Wherever "forest" shows up in the records below, copy the whole line.

----------

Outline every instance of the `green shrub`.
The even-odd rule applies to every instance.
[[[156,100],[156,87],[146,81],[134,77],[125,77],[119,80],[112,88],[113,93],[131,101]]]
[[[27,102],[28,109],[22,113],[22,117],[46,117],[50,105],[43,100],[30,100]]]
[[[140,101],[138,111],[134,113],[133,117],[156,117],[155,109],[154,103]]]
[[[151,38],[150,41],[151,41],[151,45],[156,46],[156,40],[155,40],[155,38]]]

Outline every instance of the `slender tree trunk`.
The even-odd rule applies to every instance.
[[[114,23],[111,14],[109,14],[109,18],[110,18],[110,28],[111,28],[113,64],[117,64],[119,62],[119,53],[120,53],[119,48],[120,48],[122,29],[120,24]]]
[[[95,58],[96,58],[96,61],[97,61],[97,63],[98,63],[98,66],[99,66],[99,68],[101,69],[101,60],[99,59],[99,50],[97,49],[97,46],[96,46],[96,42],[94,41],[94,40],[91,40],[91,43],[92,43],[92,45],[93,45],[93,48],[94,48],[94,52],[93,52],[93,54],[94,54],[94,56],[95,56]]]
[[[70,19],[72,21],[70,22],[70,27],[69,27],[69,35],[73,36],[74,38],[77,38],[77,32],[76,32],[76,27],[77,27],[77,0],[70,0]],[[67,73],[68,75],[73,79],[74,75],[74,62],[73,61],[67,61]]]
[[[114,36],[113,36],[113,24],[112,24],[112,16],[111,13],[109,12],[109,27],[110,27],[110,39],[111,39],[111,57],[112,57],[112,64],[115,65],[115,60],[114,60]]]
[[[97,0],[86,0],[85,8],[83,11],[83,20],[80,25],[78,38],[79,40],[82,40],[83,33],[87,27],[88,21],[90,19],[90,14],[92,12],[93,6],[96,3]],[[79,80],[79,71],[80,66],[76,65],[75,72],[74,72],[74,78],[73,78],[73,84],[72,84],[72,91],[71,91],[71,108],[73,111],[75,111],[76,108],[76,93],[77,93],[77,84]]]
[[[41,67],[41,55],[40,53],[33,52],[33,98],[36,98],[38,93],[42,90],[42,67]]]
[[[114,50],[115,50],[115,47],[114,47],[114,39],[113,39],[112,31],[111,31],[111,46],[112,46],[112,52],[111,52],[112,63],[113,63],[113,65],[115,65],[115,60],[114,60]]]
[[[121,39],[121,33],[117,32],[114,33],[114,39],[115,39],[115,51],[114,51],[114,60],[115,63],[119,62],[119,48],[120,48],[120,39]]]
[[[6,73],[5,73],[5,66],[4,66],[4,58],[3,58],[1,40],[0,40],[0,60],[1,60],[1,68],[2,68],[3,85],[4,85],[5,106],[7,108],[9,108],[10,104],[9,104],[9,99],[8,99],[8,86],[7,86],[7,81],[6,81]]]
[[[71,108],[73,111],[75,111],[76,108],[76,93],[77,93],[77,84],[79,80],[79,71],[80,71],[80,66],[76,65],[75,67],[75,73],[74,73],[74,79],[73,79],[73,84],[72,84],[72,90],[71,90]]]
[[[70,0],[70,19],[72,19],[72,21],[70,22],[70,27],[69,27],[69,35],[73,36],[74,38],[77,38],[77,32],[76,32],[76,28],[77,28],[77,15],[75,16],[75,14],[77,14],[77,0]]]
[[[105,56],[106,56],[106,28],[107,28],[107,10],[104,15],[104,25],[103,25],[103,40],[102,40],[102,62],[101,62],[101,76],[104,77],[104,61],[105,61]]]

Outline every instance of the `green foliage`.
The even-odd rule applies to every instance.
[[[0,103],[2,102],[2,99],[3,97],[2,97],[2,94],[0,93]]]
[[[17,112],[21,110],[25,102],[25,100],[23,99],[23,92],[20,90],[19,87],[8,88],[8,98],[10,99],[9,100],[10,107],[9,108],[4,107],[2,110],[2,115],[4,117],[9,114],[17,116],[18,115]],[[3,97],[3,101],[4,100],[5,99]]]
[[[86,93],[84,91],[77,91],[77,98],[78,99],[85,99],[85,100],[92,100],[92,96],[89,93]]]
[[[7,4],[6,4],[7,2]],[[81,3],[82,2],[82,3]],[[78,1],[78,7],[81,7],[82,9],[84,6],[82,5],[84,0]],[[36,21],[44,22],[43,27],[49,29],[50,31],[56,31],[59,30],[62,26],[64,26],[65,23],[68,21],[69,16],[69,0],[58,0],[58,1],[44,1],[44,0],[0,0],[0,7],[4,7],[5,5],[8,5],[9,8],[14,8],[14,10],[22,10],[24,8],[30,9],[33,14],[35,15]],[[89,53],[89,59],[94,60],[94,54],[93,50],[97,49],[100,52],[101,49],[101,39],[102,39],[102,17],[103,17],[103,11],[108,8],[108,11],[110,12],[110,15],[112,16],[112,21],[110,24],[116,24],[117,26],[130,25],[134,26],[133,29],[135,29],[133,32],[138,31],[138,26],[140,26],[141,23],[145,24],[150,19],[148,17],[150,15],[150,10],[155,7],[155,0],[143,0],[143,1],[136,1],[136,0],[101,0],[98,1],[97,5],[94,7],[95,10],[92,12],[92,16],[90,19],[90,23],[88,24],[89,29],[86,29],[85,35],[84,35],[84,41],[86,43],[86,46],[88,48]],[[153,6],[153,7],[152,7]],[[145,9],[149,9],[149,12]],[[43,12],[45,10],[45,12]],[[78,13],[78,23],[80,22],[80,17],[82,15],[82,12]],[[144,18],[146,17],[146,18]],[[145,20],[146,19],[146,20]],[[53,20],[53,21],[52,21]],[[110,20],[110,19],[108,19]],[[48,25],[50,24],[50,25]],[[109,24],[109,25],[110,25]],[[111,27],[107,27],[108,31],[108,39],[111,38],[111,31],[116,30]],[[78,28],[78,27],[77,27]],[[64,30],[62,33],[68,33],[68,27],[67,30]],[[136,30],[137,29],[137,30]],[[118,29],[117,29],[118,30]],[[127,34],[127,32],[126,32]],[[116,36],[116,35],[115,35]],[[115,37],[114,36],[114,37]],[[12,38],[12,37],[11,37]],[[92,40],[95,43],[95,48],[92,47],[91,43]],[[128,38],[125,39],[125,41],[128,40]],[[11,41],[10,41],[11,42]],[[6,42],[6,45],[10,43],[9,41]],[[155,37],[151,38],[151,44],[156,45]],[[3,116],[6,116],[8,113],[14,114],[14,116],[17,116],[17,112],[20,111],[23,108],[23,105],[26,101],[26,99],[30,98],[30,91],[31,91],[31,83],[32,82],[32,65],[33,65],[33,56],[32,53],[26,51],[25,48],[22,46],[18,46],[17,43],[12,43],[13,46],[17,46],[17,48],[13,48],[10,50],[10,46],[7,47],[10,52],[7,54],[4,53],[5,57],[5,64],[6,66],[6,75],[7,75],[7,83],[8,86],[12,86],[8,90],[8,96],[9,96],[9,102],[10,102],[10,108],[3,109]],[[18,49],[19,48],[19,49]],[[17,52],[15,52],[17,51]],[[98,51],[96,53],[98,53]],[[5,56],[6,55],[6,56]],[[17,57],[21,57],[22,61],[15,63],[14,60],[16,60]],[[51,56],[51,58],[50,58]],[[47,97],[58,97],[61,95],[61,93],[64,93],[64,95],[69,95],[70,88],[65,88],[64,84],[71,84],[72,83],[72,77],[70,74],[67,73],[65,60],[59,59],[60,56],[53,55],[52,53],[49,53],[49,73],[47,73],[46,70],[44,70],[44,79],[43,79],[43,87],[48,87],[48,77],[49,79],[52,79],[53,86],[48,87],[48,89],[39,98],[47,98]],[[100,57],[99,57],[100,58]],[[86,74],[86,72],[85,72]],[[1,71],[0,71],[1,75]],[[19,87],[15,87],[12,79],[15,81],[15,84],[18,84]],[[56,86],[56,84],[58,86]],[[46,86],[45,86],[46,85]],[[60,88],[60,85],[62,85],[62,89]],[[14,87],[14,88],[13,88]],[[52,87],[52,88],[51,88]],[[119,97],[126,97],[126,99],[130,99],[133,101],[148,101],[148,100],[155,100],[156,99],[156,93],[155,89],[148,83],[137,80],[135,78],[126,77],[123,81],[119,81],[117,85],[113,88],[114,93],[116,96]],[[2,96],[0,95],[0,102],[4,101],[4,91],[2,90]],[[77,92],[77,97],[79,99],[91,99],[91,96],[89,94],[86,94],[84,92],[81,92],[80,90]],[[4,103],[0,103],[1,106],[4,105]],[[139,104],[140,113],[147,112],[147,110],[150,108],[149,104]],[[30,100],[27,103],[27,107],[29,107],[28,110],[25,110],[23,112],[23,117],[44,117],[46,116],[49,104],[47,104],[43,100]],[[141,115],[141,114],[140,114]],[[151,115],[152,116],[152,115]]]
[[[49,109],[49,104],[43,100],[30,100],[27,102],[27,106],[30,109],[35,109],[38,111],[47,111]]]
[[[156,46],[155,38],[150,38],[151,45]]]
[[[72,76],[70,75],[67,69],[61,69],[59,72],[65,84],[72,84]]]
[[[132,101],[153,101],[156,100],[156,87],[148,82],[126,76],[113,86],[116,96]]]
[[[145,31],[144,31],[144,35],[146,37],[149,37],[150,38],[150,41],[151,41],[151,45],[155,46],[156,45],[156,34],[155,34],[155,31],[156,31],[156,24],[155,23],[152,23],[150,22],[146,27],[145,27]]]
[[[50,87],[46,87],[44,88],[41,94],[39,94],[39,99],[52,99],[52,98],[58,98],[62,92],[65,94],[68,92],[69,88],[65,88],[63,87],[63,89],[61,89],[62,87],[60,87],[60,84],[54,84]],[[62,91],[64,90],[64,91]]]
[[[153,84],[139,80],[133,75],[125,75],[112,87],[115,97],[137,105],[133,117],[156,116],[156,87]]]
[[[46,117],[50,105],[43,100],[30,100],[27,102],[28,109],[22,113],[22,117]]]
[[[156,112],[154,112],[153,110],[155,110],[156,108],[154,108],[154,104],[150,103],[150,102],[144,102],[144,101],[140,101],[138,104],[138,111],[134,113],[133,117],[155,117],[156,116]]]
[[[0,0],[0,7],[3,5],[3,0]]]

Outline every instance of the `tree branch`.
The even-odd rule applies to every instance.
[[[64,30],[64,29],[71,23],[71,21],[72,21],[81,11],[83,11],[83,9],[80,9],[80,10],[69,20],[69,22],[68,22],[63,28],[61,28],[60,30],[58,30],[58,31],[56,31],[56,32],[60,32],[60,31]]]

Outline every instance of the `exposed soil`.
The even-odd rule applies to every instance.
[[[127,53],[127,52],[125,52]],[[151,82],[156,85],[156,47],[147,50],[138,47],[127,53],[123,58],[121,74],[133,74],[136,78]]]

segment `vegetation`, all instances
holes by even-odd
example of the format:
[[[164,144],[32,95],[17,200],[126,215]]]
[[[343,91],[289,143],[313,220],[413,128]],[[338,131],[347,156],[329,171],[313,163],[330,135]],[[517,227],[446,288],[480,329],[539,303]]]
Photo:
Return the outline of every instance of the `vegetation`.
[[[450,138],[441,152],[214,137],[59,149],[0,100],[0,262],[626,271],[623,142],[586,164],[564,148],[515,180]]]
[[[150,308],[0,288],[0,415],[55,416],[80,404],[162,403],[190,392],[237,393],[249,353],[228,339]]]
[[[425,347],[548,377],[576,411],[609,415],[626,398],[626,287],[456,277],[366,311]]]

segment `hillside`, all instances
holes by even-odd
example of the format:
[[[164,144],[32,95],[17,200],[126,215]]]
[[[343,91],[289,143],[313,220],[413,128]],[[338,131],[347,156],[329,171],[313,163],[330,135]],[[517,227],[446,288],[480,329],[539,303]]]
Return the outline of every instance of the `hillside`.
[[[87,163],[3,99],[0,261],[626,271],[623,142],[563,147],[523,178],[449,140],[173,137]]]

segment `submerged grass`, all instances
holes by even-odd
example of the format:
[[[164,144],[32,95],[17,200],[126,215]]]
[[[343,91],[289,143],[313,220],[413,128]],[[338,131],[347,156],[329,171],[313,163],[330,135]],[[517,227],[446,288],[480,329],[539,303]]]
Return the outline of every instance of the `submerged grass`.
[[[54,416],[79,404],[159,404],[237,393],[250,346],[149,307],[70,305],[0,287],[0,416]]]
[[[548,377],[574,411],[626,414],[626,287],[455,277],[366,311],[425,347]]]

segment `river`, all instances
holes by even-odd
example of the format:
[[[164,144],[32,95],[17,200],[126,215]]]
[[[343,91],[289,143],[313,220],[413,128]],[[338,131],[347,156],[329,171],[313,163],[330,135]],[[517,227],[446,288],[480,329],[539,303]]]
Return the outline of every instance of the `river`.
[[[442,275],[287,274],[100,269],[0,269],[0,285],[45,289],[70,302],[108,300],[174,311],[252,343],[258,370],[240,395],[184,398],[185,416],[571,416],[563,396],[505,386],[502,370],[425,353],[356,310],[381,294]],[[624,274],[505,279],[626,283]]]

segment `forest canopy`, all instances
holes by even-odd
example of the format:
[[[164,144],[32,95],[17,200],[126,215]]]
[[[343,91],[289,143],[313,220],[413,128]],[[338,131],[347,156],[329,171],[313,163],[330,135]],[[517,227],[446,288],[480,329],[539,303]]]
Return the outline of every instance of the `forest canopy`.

----------

**Task answer:**
segment `forest canopy`, all instances
Return the outline of every instance of the `forest canopy`.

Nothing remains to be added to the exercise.